TEXT FOR ANALYSIS:
/---
An interview with Arjen Dondorp

22 July 2012

Prof Arjen Dondorp (link is external) is the Deputy Director and Head of Malaria Research at the Mahidol-Oxford Tropical Medicine Research Unit (link is external) (MORU) in Bangkok, Thailand. His main research interests include the pathophysiology and treatment of severe malaria (link is external), antimalarial drug resistance and the improvement of intensive care practice in developing countries. Arjen chairs the World Health Organization Technical Expert Group (TEG) on Antimalarial Drug Resistance and Containment. Philippe Guérin, WWARN Executive Director, is a TEG observer.

Prof Arjen Dondorp

Prof Arjen Dondorp

How did you become involved in malaria research?

As a medical student I became involved in rheology, studies on blood flow properties. During my internal medicine residency I studied rheological changes in Dutch travellers returning with falciparum malaria and found that red cell deformability is remarkably reduced in these patients. This led to a PhD thesis on the pathophysiology of severe falciparum malaria, for which I did clinical studies in Thailand and Kenya under the guidance of Piet Kager, Nick White and Kevin Marsh.

Can you recall how the first signs of resistance to artemisinin-combination therapy (ACT) were identified?

It started with worrying observations in the early 2000s from surveillance studies suggesting declining efficacy of artemether-lumefantrine and artesunate-mefloquine in the Cambodian-Thailand border region. Initially most people thought that reduced efficacy of the partner drug was to blame for this. WHO and the National Malaria Control Programmes of Cambodia and Thailand then established a multipartite task force to study this in more depth. Evaluation of the initial parasite clearance characteristics were included as an important endpoint for assessing efficacy of the artemisinin component of ACTs. It then became evident that parasite clearance was severely delayed in this region.

Southeast Asia has incubated treatment-resistant malaria in the past: what are the factors which make this region susceptible to resistance?

Firstly, there has been massive drug pressure on the parasite population in western Cambodia, where artemisinins were used as monotherapies since the late 1970s. Secondly, the low malaria transmission in the area has probably contributed to allow resistant parasite populations to establish themselves. Finally it is also possible that certain genetic parasite factors facilitate development of antimalarial drug resistance.

What recent progress are you seeing in the fight in antimalarial resistance?
\---
BRIEF A:
Answer from the interview with Arjen Dondorp:
(i) In which city is the Mahidol-Oxford Tropical Medicine Research Unit located?
(ii) Who is named as a TEG observer?
(iii) Since when have artemisinins been used as monotherapies in western Cambodia?
BRIEF B: In the interview with Arjen Dondorp, switch "western Cambodia" for "eastern Cambodia" and write out everything from "Southeast Asia has" down to "in antimalarial resistance?".
The data after this point is separate from the interview.

SOURCE MATERIAL:
/---
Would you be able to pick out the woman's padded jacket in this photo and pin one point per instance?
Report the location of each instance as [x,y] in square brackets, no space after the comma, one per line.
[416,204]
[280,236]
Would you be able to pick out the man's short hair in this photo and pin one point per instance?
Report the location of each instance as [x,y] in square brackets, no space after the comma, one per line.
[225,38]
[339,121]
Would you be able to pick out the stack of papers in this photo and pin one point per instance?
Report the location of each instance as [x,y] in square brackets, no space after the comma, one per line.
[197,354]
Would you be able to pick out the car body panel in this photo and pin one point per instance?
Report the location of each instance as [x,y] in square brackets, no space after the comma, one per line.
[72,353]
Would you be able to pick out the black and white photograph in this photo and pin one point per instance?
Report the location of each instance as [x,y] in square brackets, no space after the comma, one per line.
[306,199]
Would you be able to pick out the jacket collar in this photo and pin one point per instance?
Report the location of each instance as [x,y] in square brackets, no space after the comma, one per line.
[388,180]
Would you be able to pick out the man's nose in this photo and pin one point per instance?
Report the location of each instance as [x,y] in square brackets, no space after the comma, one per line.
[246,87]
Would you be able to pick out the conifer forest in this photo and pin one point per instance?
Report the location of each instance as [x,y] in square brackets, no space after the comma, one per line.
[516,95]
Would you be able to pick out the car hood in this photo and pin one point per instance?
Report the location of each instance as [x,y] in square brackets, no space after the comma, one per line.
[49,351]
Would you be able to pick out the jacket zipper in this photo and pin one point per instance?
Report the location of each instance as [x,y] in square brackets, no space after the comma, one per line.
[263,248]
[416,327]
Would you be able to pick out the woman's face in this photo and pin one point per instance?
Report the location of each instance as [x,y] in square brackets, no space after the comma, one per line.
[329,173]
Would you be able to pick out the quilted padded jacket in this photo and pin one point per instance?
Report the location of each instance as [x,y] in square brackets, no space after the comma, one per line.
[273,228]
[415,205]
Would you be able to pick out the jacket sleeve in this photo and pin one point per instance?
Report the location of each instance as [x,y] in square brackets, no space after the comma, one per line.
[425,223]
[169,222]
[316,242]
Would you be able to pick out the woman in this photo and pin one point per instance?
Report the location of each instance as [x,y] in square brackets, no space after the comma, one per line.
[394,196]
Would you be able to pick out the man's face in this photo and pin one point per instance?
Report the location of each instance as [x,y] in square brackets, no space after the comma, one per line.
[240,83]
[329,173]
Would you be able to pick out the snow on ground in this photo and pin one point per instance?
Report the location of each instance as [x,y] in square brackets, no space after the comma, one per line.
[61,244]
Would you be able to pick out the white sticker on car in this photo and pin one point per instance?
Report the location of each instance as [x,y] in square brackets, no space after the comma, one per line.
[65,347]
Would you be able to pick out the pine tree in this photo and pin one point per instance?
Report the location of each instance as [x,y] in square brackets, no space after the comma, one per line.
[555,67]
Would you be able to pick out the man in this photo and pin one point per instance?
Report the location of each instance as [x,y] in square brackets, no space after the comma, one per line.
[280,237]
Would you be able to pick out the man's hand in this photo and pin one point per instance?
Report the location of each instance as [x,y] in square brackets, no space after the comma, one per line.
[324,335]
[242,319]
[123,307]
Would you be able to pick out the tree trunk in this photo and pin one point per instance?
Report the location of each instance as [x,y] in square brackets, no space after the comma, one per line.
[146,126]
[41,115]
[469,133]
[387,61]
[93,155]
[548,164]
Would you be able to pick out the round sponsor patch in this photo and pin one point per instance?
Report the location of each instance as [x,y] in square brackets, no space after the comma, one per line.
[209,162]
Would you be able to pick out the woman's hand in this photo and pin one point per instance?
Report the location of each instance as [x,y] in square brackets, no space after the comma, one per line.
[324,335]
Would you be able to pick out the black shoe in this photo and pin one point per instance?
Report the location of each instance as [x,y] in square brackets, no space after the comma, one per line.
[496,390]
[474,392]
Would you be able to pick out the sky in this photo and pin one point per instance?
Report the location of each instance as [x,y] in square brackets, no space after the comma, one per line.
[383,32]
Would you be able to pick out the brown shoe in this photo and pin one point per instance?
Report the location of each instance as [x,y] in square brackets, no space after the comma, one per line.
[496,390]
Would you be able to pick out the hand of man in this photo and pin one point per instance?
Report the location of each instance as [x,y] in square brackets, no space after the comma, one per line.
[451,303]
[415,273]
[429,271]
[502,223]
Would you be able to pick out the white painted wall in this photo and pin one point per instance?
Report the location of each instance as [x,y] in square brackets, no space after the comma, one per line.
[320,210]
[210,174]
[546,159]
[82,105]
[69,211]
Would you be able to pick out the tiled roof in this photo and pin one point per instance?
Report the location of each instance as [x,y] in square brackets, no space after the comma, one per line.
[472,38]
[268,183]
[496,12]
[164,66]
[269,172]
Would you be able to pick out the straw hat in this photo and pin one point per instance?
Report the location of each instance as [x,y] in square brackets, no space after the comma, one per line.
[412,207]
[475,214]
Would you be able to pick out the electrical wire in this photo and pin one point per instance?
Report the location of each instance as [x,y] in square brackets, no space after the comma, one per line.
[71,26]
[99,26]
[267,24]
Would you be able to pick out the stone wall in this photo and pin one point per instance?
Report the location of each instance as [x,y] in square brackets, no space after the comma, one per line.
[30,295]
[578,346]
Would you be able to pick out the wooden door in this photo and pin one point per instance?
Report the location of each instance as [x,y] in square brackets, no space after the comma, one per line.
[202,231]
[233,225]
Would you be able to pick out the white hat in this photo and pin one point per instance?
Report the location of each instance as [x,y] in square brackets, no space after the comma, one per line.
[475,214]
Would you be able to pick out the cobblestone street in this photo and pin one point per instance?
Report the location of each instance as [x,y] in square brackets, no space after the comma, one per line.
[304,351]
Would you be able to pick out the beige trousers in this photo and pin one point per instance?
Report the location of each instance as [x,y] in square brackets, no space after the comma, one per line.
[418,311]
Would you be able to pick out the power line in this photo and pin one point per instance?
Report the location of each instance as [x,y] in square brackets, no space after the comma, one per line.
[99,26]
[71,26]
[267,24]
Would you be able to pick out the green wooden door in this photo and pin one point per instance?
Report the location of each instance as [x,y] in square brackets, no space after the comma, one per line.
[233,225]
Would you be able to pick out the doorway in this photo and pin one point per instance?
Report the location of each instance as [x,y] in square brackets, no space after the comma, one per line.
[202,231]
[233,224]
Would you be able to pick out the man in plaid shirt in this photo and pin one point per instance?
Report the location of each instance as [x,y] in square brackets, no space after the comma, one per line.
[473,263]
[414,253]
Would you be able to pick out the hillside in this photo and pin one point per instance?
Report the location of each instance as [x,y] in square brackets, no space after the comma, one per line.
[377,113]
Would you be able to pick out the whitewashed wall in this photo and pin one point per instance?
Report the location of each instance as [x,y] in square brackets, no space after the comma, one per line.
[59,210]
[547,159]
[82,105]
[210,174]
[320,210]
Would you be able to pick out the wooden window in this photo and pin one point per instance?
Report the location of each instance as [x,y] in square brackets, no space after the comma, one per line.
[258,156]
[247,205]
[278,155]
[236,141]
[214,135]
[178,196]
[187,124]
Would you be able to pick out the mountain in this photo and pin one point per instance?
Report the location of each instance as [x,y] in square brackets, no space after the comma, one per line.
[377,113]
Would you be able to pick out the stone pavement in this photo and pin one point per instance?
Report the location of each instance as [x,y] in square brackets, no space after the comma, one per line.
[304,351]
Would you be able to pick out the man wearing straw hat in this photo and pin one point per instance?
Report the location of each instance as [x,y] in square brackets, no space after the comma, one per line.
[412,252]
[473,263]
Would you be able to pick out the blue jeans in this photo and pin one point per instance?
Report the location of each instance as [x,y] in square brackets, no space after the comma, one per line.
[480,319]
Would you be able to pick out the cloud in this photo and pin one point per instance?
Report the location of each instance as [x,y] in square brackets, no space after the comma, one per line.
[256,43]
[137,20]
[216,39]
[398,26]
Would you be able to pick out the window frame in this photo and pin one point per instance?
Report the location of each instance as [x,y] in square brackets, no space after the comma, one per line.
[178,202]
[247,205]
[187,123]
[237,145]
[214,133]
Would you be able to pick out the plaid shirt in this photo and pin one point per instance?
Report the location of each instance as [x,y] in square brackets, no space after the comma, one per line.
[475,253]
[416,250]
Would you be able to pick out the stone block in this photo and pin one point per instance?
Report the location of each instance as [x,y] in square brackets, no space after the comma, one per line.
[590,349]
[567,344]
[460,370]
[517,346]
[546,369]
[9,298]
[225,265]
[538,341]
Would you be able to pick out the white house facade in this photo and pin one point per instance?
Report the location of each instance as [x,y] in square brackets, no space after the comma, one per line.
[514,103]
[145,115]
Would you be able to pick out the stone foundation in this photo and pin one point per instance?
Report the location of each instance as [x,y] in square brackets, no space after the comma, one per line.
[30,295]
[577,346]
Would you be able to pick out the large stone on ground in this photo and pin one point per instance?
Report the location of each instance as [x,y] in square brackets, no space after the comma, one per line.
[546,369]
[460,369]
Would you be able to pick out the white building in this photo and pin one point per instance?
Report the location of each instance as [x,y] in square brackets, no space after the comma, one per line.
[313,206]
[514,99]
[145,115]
\---
EXERCISE OUTPUT A:
(i) Bangkok, Thailand
(ii) Philippe Guérin, WWARN Executive Director
(iii) Since the late 1970s

EXERCISE OUTPUT B:
Southeast Asia has incubated treatment-resistant malaria in the past: what are the factors which make this region susceptible to resistance?

Firstly, there has been massive drug pressure on the parasite population in eastern Cambodia, where artemisinins were used as monotherapies since the late 1970s. Secondly, the low malaria transmission in the area has probably contributed to allow resistant parasite populations to establish themselves. Finally it is also possible that certain genetic parasite factors facilitate development of antimalarial drug resistance.

What recent progress are you seeing in the fight in antimalarial resistance?